DOCUMENT SEGMENT -

___

Geotail, the first joint mission between NASA and Japan Aerospace Exploration Agency (JAXA), has retired after the failure of the spacecraft’s remaining data recorder. Launched in 1992, the spacecraft spent 30 years in orbit studying the dynamics of the Earth’s magnetotail over a wide range of distances.
Geotail was initially planned to last four years, yet it was extended several times because of the vast amount of valuable data it provided, which contributed to over a thousand scientific publications. The mission achieved a number of scientific advances, such as determining the speed at which material from the Sun enters the magnetosphere, exploring the physical processes occurring at the magnetosphere’s edge, and detecting oxygen, silicon, sodium, and aluminum in the lunar atmosphere.
In 2012, one of Geotail’s two data recorders stopped functioning, while the other kept running until an anomaly occurred on June 28, 2022. Despite attempts to fix the recorder remotely, the mission operations were concluded on November 28, 2022.

___

Entries taken from a collection -
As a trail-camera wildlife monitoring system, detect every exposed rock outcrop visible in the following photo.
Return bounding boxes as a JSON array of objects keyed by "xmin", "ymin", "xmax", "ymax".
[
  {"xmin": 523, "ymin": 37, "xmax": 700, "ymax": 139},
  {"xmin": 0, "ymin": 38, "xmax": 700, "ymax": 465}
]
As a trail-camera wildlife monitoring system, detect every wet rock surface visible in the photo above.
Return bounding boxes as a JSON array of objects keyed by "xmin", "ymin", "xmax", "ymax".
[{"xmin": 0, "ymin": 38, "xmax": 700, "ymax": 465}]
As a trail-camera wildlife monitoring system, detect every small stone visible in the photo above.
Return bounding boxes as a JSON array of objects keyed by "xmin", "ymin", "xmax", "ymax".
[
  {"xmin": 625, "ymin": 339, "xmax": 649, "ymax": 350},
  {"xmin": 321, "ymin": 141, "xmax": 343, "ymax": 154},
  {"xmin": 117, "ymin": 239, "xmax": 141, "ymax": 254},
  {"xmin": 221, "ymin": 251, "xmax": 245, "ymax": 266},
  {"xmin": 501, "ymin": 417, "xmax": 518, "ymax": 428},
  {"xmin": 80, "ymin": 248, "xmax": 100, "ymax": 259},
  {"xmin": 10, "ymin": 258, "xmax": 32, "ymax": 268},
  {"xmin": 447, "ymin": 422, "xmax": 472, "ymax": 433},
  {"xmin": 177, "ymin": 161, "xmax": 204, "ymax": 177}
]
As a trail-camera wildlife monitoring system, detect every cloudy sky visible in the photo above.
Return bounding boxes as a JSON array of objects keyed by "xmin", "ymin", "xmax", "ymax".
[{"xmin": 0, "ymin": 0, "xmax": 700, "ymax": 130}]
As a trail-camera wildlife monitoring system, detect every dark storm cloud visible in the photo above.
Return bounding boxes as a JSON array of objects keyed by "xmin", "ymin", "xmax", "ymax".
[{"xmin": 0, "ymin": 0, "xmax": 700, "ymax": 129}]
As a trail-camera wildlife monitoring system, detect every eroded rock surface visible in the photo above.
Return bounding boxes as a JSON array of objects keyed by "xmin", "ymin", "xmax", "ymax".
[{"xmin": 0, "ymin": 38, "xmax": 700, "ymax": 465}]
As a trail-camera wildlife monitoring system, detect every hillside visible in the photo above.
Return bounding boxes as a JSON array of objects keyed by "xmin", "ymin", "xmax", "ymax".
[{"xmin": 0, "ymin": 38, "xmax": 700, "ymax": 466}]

___

YOUR OBJECTIVE -
Reproduce the passage about the Geotail mission word for word, in full.

THE SOLUTION -
Geotail, the first joint mission between NASA and Japan Aerospace Exploration Agency (JAXA), has retired after the failure of the spacecraft’s remaining data recorder. Launched in 1992, the spacecraft spent 30 years in orbit studying the dynamics of the Earth’s magnetotail over a wide range of distances.
Geotail was initially planned to last four years, yet it was extended several times because of the vast amount of valuable data it provided, which contributed to over a thousand scientific publications. The mission achieved a number of scientific advances, such as determining the speed at which material from the Sun enters the magnetosphere, exploring the physical processes occurring at the magnetosphere’s edge, and detecting oxygen, silicon, sodium, and aluminum in the lunar atmosphere.
In 2012, one of Geotail’s two data recorders stopped functioning, while the other kept running until an anomaly occurred on June 28, 2022. Despite attempts to fix the recorder remotely, the mission operations were concluded on November 28, 2022.